DOEL A: Geef het tekstfragment over de wijzigingen van het decreet van 19 juli 1973 volledig en woordelijk weer.

TEKSTFRAGMENT:
HOOFDSTUK 2. - Wijzigingen van het decreet van 19 juli 1973 tot regeling van het gebruik van de talen voor de sociale betrekkingen tussen de werkgevers en de werknemers, alsmede van de voor de wet en de verordeningen voorgeschreven akten en bescheiden van de ondernemingen
Art. 2. In artikel 12 van het decreet van 19 juli 1973 tot regeling van het gebruik van de talen voor de sociale betrekkingen tussen de werkgevers en de werknemers, alsmede van de voor de wet en de verordeningen voorgeschreven akten en bescheiden van de ondernemingen, gewijzigd bij het decreet van 14 maart 2014, worden de volgende wijzigingen aangebracht:
-
punt 2° wordt opgeheven;
-
er wordt een tweede lid toegevoegd, dat luidt als volgt:
"De geldboete die wordt opgelegd met toepassing van het eerste lid, 1°, wordt vermenigvuldigd met het aantal werknemers op wie de inbreuk betrekking heeft. De vermenigvuldigde geldboete mag evenwel niet meer dan het honderdvoud van de maximumgeldboete bedragen.".
Art. 3. In artikel 13 van hetzelfde decreet wordt het woord "één" vervangen door het woord "vijf".
Art. 4. Artikel 15 van hetzelfde decreet wordt vervangen door wat volgt:
"Art. 15. Alle bepalingen van boek 1 van het Strafwetboek, met uitzondering van hoofdstuk V, zijn van toepassing op de inbreuken, vermeld in dit decreet.".

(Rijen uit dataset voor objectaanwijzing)
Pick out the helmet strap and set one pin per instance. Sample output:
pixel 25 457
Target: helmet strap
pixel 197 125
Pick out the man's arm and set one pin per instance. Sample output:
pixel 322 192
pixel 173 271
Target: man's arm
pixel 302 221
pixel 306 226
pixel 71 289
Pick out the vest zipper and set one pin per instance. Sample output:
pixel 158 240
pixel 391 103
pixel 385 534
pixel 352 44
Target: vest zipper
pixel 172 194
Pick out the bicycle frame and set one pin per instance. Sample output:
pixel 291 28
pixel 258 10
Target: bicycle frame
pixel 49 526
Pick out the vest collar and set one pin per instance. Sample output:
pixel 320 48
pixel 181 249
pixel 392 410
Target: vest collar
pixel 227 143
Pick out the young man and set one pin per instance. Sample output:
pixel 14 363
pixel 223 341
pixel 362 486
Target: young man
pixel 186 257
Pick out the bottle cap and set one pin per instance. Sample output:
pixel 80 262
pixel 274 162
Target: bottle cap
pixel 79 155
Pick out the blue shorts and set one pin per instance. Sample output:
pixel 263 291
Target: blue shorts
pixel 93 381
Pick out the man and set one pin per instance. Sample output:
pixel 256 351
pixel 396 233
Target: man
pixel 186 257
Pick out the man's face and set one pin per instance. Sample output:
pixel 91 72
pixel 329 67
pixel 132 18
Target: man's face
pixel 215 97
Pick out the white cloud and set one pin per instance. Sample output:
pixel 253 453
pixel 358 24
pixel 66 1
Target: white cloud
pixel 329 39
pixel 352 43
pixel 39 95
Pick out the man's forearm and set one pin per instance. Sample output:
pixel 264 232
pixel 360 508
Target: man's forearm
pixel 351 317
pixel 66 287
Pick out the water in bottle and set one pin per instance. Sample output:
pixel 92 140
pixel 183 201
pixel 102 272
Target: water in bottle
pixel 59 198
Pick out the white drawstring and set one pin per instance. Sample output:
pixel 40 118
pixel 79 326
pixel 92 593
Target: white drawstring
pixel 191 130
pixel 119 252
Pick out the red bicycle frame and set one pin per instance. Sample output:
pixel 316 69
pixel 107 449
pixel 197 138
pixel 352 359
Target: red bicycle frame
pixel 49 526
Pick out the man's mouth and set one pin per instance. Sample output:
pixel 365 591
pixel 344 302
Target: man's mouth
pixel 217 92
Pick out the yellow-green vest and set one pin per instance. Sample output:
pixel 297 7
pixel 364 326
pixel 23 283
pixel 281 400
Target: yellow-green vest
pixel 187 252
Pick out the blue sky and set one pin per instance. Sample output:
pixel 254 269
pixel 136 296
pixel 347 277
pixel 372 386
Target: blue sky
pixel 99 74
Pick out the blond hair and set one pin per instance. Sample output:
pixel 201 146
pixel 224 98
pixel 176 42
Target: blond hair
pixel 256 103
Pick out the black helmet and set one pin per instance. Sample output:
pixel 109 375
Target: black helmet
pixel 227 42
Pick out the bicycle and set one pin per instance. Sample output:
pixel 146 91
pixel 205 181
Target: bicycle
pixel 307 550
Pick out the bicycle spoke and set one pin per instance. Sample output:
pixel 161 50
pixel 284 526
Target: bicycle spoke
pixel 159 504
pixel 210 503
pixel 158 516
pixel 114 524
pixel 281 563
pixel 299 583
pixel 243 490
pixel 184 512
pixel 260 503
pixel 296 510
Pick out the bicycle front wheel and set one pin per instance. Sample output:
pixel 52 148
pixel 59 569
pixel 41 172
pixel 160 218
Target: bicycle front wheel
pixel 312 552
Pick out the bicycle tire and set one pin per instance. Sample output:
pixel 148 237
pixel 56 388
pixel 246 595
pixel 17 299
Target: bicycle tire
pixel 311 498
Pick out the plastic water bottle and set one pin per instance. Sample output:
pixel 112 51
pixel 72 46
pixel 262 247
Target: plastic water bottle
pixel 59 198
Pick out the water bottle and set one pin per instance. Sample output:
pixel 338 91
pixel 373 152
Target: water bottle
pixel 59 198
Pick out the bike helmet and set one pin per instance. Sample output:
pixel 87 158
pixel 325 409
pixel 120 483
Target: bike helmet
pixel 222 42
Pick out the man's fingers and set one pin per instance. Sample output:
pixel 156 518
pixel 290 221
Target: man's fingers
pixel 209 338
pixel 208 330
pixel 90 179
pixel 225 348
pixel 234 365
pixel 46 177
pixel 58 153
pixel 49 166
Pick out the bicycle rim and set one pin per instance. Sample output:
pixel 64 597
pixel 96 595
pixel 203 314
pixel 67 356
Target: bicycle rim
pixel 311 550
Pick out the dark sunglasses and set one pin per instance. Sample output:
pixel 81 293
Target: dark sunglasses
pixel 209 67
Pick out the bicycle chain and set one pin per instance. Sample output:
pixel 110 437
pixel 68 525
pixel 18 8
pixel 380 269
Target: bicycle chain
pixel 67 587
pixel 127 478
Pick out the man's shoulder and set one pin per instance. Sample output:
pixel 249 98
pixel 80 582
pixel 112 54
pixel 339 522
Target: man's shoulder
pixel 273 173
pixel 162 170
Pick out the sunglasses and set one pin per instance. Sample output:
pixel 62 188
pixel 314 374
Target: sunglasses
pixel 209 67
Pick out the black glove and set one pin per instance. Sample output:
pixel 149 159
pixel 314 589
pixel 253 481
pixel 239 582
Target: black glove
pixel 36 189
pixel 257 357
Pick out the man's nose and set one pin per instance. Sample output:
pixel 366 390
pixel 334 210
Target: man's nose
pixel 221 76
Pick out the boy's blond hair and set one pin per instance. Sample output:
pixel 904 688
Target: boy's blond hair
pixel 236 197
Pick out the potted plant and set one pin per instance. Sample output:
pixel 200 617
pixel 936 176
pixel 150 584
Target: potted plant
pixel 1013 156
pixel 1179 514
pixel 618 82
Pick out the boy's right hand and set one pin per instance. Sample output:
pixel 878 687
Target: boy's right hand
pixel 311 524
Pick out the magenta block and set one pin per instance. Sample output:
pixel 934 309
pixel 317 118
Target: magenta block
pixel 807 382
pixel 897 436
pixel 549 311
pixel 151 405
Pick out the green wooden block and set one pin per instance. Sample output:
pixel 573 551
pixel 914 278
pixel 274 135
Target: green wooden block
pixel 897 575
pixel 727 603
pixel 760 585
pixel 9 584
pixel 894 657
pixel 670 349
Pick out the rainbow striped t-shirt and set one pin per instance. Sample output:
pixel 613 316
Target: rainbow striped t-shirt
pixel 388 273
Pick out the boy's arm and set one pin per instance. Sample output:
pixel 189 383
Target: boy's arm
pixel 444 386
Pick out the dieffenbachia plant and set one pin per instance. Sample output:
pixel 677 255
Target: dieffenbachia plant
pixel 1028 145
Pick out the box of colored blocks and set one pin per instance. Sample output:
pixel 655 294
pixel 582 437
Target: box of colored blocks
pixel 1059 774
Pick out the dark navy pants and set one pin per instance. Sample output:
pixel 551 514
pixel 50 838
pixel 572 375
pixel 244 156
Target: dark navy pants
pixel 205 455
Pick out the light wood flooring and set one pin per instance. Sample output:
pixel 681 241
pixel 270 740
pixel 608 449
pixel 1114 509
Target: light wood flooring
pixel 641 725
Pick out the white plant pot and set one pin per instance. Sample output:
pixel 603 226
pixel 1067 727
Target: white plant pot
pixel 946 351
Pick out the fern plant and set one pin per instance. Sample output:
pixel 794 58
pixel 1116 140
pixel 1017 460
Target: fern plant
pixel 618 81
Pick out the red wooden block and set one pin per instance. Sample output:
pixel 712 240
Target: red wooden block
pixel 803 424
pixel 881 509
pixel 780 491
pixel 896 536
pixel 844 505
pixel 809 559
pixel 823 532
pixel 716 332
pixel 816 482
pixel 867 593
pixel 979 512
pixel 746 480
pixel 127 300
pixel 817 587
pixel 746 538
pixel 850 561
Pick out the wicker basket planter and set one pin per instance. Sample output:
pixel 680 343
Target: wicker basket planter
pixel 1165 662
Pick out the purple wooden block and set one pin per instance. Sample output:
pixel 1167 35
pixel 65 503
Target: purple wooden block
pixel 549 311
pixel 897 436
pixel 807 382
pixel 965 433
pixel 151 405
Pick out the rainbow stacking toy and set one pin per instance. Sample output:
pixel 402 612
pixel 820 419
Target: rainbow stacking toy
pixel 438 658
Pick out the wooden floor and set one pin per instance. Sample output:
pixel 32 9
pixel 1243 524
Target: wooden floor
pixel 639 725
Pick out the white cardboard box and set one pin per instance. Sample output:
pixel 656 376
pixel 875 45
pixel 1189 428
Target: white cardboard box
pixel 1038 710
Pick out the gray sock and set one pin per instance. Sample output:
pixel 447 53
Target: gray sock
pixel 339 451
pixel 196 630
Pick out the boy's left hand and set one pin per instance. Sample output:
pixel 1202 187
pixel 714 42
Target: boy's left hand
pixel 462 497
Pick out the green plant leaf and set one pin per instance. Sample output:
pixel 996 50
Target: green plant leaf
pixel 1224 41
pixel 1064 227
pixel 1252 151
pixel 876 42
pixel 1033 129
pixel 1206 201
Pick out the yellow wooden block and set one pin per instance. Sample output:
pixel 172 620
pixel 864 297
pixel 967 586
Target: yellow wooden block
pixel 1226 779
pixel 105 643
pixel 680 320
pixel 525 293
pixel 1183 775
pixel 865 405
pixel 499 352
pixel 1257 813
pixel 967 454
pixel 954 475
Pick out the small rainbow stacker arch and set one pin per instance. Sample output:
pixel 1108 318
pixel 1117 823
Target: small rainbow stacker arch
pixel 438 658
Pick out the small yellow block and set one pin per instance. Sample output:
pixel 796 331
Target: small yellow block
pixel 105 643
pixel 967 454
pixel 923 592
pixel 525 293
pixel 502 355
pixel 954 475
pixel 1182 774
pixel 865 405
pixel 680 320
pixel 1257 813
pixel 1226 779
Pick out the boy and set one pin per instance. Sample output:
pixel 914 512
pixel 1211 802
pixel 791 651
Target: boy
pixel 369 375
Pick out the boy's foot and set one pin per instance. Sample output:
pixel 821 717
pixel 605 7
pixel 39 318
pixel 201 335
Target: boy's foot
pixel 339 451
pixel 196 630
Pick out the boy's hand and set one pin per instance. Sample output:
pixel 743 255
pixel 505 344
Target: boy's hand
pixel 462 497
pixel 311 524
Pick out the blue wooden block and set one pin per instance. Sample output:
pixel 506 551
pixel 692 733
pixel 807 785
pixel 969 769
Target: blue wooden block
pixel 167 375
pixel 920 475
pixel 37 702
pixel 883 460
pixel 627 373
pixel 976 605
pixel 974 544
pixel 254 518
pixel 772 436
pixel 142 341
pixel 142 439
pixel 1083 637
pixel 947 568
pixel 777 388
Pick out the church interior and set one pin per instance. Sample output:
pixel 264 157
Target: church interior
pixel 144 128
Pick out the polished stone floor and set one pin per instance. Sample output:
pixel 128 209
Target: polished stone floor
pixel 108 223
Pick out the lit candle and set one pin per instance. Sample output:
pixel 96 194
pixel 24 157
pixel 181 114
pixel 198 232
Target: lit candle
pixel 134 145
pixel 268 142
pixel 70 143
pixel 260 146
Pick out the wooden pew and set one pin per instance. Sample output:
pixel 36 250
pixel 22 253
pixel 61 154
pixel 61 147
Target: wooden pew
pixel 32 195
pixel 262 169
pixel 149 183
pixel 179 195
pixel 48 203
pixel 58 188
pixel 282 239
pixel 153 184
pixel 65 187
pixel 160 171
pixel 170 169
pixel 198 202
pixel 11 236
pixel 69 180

DOEL B: Schrijf uit de records hierboven het deel uit dat begint bij de regel met "Pick out the bicycle frame" en eindigt bij de regel met "pixel 79 155", met beide grensregels erbij.

ANTWOORD A:
HOOFDSTUK 2. - Wijzigingen van het decreet van 19 juli 1973 tot regeling van het gebruik van de talen voor de sociale betrekkingen tussen de werkgevers en de werknemers, alsmede van de voor de wet en de verordeningen voorgeschreven akten en bescheiden van de ondernemingen
Art. 2. In artikel 12 van het decreet van 19 juli 1973 tot regeling van het gebruik van de talen voor de sociale betrekkingen tussen de werkgevers en de werknemers, alsmede van de voor de wet en de verordeningen voorgeschreven akten en bescheiden van de ondernemingen, gewijzigd bij het decreet van 14 maart 2014, worden de volgende wijzigingen aangebracht:
-
punt 2° wordt opgeheven;
-
er wordt een tweede lid toegevoegd, dat luidt als volgt:
"De geldboete die wordt opgelegd met toepassing van het eerste lid, 1°, wordt vermenigvuldigd met het aantal werknemers op wie de inbreuk betrekking heeft. De vermenigvuldigde geldboete mag evenwel niet meer dan het honderdvoud van de maximumgeldboete bedragen.".
Art. 3. In artikel 13 van hetzelfde decreet wordt het woord "één" vervangen door het woord "vijf".
Art. 4. Artikel 15 van hetzelfde decreet wordt vervangen door wat volgt:
"Art. 15. Alle bepalingen van boek 1 van het Strafwetboek, met uitzondering van hoofdstuk V, zijn van toepassing op de inbreuken, vermeld in dit decreet.".

ANTWOORD B:
Pick out the bicycle frame and set one pin per instance. Sample output:
pixel 291 28
pixel 258 10
Target: bicycle frame
pixel 49 526
Pick out the vest collar and set one pin per instance. Sample output:
pixel 320 48
pixel 181 249
pixel 392 410
Target: vest collar
pixel 227 143
Pick out the young man and set one pin per instance. Sample output:
pixel 14 363
pixel 223 341
pixel 362 486
Target: young man
pixel 186 257
Pick out the bottle cap and set one pin per instance. Sample output:
pixel 80 262
pixel 274 162
Target: bottle cap
pixel 79 155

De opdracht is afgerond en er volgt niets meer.